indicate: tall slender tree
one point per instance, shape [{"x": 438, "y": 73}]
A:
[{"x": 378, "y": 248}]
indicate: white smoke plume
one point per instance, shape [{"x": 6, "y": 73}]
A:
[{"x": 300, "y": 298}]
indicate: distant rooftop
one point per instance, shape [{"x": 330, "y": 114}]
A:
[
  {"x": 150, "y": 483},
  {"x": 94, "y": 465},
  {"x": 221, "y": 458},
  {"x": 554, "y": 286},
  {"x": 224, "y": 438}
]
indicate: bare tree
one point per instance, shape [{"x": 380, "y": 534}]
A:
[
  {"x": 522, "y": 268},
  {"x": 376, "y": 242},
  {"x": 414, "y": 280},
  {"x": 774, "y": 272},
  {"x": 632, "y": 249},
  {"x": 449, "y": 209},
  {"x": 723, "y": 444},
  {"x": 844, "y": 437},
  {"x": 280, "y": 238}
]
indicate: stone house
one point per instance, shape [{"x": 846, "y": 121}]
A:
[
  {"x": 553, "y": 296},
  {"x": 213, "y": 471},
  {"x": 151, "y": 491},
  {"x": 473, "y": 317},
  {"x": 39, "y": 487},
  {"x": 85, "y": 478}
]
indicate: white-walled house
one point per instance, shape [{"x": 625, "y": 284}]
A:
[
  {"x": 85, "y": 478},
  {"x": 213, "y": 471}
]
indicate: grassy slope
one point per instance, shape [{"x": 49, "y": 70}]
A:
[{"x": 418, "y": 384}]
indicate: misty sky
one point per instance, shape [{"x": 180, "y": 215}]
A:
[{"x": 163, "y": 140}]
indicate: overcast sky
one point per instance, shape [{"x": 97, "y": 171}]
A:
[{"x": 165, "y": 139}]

*TASK BRIEF:* Wherever a line in the data above holds the word "point", copy that line.

*COMPLETED EXERCISE:*
one point per instance, shape [{"x": 438, "y": 73}]
one point per instance, shape [{"x": 6, "y": 73}]
one point per instance, shape [{"x": 330, "y": 114}]
one point per instance, shape [{"x": 380, "y": 534}]
one point per instance, shape [{"x": 846, "y": 121}]
one point per instance, shape [{"x": 625, "y": 284}]
one point per instance, shape [{"x": 49, "y": 70}]
one point per instance, shape [{"x": 180, "y": 215}]
one point per instance, shape [{"x": 97, "y": 171}]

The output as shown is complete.